Document passage →
"""

IFK Göteborg and Malmö FF are the two most successful sides in Sweden in terms of national titles. The rivalry was at its most significant in the 1980s when both clubs dominated Swedish football. The fixture is sometimes referred to as the Mesta mästarmötet (lit. 'the Clash of Most Champions').

===AIK vs IFK Göteborg===

The match between AIK and IFK Göteborg is the biggest rivalry between a Stockholm-based club and a Gothenburg-based club. It can be said to be a footballing rivalry as well as inter-city based rivalry between the most successful teams from Stockholm and Gothenburg respectively. The nation's two largest cities share a big inter-city rivalry. Fixtures between different clubs from the two cities are seen as important, but this clash is the only one which can be seen as a full on rivalry.

"""

Data records →
"""

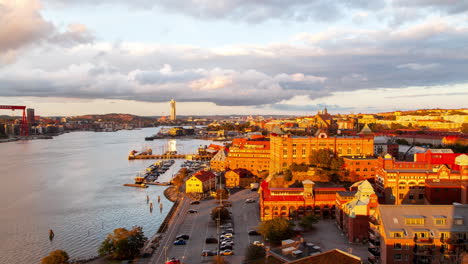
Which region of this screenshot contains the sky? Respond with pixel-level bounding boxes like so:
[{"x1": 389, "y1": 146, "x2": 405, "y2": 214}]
[{"x1": 0, "y1": 0, "x2": 468, "y2": 116}]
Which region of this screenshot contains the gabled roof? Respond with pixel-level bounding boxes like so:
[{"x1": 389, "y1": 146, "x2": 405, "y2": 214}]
[
  {"x1": 286, "y1": 249, "x2": 362, "y2": 264},
  {"x1": 192, "y1": 170, "x2": 216, "y2": 182},
  {"x1": 211, "y1": 149, "x2": 227, "y2": 161},
  {"x1": 228, "y1": 168, "x2": 255, "y2": 178}
]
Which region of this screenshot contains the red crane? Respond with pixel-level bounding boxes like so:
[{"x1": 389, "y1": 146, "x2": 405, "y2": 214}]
[{"x1": 0, "y1": 105, "x2": 29, "y2": 136}]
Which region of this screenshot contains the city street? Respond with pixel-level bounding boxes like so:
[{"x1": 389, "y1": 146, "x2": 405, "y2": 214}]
[{"x1": 156, "y1": 190, "x2": 260, "y2": 264}]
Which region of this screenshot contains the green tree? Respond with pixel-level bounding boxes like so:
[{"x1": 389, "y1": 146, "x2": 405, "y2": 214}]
[
  {"x1": 258, "y1": 217, "x2": 293, "y2": 244},
  {"x1": 299, "y1": 214, "x2": 319, "y2": 230},
  {"x1": 245, "y1": 244, "x2": 266, "y2": 262},
  {"x1": 211, "y1": 206, "x2": 231, "y2": 222},
  {"x1": 216, "y1": 189, "x2": 229, "y2": 200},
  {"x1": 309, "y1": 149, "x2": 334, "y2": 168},
  {"x1": 41, "y1": 250, "x2": 69, "y2": 264},
  {"x1": 460, "y1": 123, "x2": 468, "y2": 133},
  {"x1": 98, "y1": 226, "x2": 147, "y2": 259}
]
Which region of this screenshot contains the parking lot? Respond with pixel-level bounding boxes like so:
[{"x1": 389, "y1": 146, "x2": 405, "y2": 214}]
[{"x1": 162, "y1": 190, "x2": 261, "y2": 264}]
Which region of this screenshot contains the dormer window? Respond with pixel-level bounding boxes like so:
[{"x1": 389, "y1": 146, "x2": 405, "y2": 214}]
[
  {"x1": 453, "y1": 216, "x2": 463, "y2": 225},
  {"x1": 405, "y1": 215, "x2": 424, "y2": 225},
  {"x1": 434, "y1": 215, "x2": 447, "y2": 225}
]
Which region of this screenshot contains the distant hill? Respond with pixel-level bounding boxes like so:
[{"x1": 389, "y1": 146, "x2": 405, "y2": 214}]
[{"x1": 72, "y1": 113, "x2": 154, "y2": 122}]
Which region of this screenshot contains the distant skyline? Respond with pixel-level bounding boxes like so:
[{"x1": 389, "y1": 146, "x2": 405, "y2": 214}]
[{"x1": 0, "y1": 0, "x2": 468, "y2": 116}]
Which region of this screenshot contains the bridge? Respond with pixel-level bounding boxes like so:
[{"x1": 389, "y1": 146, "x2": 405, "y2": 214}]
[{"x1": 0, "y1": 105, "x2": 29, "y2": 136}]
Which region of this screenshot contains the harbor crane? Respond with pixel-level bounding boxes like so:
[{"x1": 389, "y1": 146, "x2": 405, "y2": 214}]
[{"x1": 0, "y1": 105, "x2": 29, "y2": 136}]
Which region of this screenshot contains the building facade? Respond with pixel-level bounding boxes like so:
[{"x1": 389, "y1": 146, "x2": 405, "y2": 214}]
[
  {"x1": 342, "y1": 156, "x2": 379, "y2": 182},
  {"x1": 368, "y1": 205, "x2": 468, "y2": 264},
  {"x1": 376, "y1": 153, "x2": 468, "y2": 204},
  {"x1": 336, "y1": 180, "x2": 378, "y2": 242},
  {"x1": 227, "y1": 138, "x2": 270, "y2": 176},
  {"x1": 185, "y1": 170, "x2": 216, "y2": 193},
  {"x1": 169, "y1": 99, "x2": 177, "y2": 121},
  {"x1": 270, "y1": 133, "x2": 374, "y2": 173},
  {"x1": 224, "y1": 168, "x2": 257, "y2": 188},
  {"x1": 259, "y1": 180, "x2": 346, "y2": 220}
]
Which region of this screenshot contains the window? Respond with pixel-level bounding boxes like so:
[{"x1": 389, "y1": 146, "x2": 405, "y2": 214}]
[{"x1": 405, "y1": 217, "x2": 424, "y2": 225}]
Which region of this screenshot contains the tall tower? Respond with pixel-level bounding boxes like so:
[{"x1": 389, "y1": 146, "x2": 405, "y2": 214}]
[{"x1": 169, "y1": 99, "x2": 176, "y2": 120}]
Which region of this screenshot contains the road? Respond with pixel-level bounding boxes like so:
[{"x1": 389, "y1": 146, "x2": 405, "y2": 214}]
[{"x1": 156, "y1": 190, "x2": 260, "y2": 264}]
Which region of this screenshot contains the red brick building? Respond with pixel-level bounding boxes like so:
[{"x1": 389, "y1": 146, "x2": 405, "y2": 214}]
[
  {"x1": 342, "y1": 156, "x2": 379, "y2": 182},
  {"x1": 259, "y1": 180, "x2": 346, "y2": 220},
  {"x1": 336, "y1": 180, "x2": 378, "y2": 242}
]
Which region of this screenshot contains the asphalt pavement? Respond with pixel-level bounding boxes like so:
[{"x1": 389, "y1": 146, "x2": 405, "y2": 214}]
[{"x1": 156, "y1": 189, "x2": 261, "y2": 264}]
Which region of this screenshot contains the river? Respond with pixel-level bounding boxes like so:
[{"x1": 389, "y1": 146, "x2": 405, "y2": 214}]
[{"x1": 0, "y1": 128, "x2": 216, "y2": 264}]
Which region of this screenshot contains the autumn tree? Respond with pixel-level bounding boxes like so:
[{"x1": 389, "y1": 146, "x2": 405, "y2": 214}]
[
  {"x1": 216, "y1": 189, "x2": 229, "y2": 200},
  {"x1": 211, "y1": 206, "x2": 231, "y2": 222},
  {"x1": 245, "y1": 244, "x2": 266, "y2": 262},
  {"x1": 41, "y1": 250, "x2": 69, "y2": 264},
  {"x1": 299, "y1": 214, "x2": 319, "y2": 230},
  {"x1": 98, "y1": 226, "x2": 147, "y2": 259}
]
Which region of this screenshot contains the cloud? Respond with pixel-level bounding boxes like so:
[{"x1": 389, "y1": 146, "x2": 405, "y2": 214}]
[
  {"x1": 46, "y1": 0, "x2": 385, "y2": 23},
  {"x1": 0, "y1": 18, "x2": 468, "y2": 106},
  {"x1": 0, "y1": 0, "x2": 54, "y2": 52},
  {"x1": 397, "y1": 63, "x2": 439, "y2": 71}
]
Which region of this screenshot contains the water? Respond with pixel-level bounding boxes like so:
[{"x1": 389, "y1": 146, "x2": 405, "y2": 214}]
[{"x1": 0, "y1": 128, "x2": 216, "y2": 264}]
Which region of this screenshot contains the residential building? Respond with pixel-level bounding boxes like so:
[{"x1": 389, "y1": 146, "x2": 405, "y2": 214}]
[
  {"x1": 368, "y1": 205, "x2": 468, "y2": 264},
  {"x1": 376, "y1": 153, "x2": 468, "y2": 204},
  {"x1": 210, "y1": 149, "x2": 228, "y2": 171},
  {"x1": 270, "y1": 132, "x2": 374, "y2": 173},
  {"x1": 342, "y1": 156, "x2": 379, "y2": 182},
  {"x1": 224, "y1": 168, "x2": 257, "y2": 188},
  {"x1": 169, "y1": 99, "x2": 177, "y2": 121},
  {"x1": 336, "y1": 180, "x2": 378, "y2": 242},
  {"x1": 259, "y1": 180, "x2": 346, "y2": 220},
  {"x1": 424, "y1": 179, "x2": 468, "y2": 204},
  {"x1": 227, "y1": 138, "x2": 270, "y2": 176},
  {"x1": 185, "y1": 170, "x2": 216, "y2": 193}
]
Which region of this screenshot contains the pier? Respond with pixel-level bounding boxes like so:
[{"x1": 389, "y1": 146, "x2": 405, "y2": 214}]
[{"x1": 128, "y1": 154, "x2": 213, "y2": 160}]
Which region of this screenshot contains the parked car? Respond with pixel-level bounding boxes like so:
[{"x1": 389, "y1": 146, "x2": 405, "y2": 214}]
[
  {"x1": 176, "y1": 234, "x2": 190, "y2": 240},
  {"x1": 219, "y1": 249, "x2": 234, "y2": 256},
  {"x1": 166, "y1": 258, "x2": 180, "y2": 264},
  {"x1": 249, "y1": 230, "x2": 260, "y2": 236},
  {"x1": 201, "y1": 249, "x2": 216, "y2": 257},
  {"x1": 174, "y1": 239, "x2": 187, "y2": 246},
  {"x1": 221, "y1": 241, "x2": 234, "y2": 247},
  {"x1": 219, "y1": 245, "x2": 232, "y2": 250},
  {"x1": 252, "y1": 241, "x2": 265, "y2": 247},
  {"x1": 205, "y1": 237, "x2": 218, "y2": 244},
  {"x1": 219, "y1": 223, "x2": 232, "y2": 228}
]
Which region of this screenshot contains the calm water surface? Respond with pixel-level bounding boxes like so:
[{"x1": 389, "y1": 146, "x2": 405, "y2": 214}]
[{"x1": 0, "y1": 128, "x2": 215, "y2": 264}]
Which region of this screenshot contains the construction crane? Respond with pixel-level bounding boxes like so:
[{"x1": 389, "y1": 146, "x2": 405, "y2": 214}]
[{"x1": 0, "y1": 105, "x2": 29, "y2": 136}]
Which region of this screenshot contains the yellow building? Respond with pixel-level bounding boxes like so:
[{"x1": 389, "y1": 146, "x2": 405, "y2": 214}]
[
  {"x1": 224, "y1": 169, "x2": 257, "y2": 188},
  {"x1": 270, "y1": 133, "x2": 374, "y2": 173},
  {"x1": 185, "y1": 170, "x2": 216, "y2": 193}
]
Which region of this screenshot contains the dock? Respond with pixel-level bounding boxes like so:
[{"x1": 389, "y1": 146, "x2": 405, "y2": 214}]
[{"x1": 128, "y1": 154, "x2": 213, "y2": 160}]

"""

What is being asked →
Answer these questions from the passage on Swedish football rivalries.
1. In which decade was the rivalry between IFK Göteborg and Malmö FF at its most significant?
2. What is the literal English meaning of "Mesta mästarmötet"?
3. Which two cities are the home cities of the clubs in the rivalry between AIK and IFK Göteborg?

Worked solution →
1. The 1980s.
2. 'The Clash of Most Champions.'
3. Stockholm and Gothenburg.